▸ SHORT EXERCISE: Reproduce all entries word for word.
──────── DATASET EXTRACT
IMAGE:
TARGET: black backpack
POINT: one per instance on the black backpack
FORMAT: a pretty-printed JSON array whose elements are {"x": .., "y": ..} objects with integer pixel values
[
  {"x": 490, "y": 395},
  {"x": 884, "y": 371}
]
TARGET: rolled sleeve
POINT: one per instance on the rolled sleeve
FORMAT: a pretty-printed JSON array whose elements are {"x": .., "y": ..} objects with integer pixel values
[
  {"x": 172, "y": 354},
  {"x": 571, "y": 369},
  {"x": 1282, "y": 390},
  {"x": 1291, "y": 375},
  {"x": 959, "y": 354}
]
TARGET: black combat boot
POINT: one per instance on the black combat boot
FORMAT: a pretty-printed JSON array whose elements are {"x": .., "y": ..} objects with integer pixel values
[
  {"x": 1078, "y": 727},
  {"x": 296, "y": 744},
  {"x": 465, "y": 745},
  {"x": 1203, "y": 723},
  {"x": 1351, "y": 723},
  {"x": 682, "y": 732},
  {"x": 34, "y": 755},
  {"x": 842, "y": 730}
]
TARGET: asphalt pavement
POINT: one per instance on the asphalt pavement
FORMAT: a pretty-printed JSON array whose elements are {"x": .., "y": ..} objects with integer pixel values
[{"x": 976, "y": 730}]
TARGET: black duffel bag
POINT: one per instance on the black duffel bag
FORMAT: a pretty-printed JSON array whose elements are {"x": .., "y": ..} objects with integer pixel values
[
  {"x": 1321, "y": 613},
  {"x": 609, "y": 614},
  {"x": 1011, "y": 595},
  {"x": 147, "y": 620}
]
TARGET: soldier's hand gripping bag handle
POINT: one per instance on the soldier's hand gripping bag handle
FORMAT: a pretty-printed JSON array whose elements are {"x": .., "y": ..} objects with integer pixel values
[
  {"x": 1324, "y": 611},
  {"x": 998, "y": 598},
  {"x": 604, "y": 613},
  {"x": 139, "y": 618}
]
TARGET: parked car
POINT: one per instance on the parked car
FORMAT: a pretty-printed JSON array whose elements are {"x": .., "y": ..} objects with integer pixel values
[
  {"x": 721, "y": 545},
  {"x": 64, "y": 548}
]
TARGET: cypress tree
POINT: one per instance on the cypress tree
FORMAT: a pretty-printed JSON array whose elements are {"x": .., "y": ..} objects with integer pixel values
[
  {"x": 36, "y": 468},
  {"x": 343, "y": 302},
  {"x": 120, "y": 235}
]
────────────────
▸ CORRECT RESPONSE:
IMAGE:
TARGET: black backpack
POINT: one per instance on the black backpack
FORMAT: a pretty-printed JSON array whose elements are {"x": .., "y": ..} objects with integer pixel values
[
  {"x": 490, "y": 395},
  {"x": 884, "y": 371}
]
TARGET: rolled sleeve
POINT: one per instance on the rolled sleeve
FORMAT: a pretty-printed JSON array whose elements are {"x": .., "y": ..} objects with integer pixel values
[
  {"x": 172, "y": 354},
  {"x": 571, "y": 369},
  {"x": 1282, "y": 390},
  {"x": 1291, "y": 375},
  {"x": 959, "y": 354}
]
TARGET: black combat boot
POINT: one per instance on the black combat boot
FORMAT: a pretty-printed JSON array whose elements are {"x": .., "y": ..} objects with integer pixel values
[
  {"x": 1078, "y": 727},
  {"x": 296, "y": 744},
  {"x": 465, "y": 745},
  {"x": 1203, "y": 723},
  {"x": 1351, "y": 723},
  {"x": 682, "y": 732},
  {"x": 34, "y": 755},
  {"x": 842, "y": 730}
]
TARGET: asphalt pavement
POINT: one per instance on the asphalt pavement
FORMAT: a pretty-printed JSON array whose elements are {"x": .., "y": ..} objects with integer pixel values
[{"x": 976, "y": 730}]
TARGET: black duffel bag
POINT: one per instance on the black duffel bag
FORMAT: a pretty-printed JSON array whose elements are {"x": .., "y": ..} objects with integer pixel values
[
  {"x": 1321, "y": 613},
  {"x": 609, "y": 614},
  {"x": 1011, "y": 595},
  {"x": 147, "y": 620}
]
TARGET: soldier's hand gripping bag handle
POINT: one per instance on the soldier's hand gripping bag handle
FORMAT: a pretty-printed JSON array whose elements are {"x": .., "y": ..} objects with integer pixel values
[
  {"x": 1324, "y": 611},
  {"x": 998, "y": 598},
  {"x": 604, "y": 613},
  {"x": 139, "y": 618}
]
TARGET: parked car
POINT: one per instance on the parked car
FORMAT: a pretty-printed JSON array whose elements are {"x": .., "y": ..} objects with integer pixel values
[
  {"x": 721, "y": 545},
  {"x": 64, "y": 548}
]
TARGET: cypress tree
POINT: one per instance on the cypress tree
FORMAT: a pretty-printed JSON array whose elements are {"x": .., "y": ..} objects with integer pixel values
[
  {"x": 36, "y": 468},
  {"x": 343, "y": 302},
  {"x": 120, "y": 235}
]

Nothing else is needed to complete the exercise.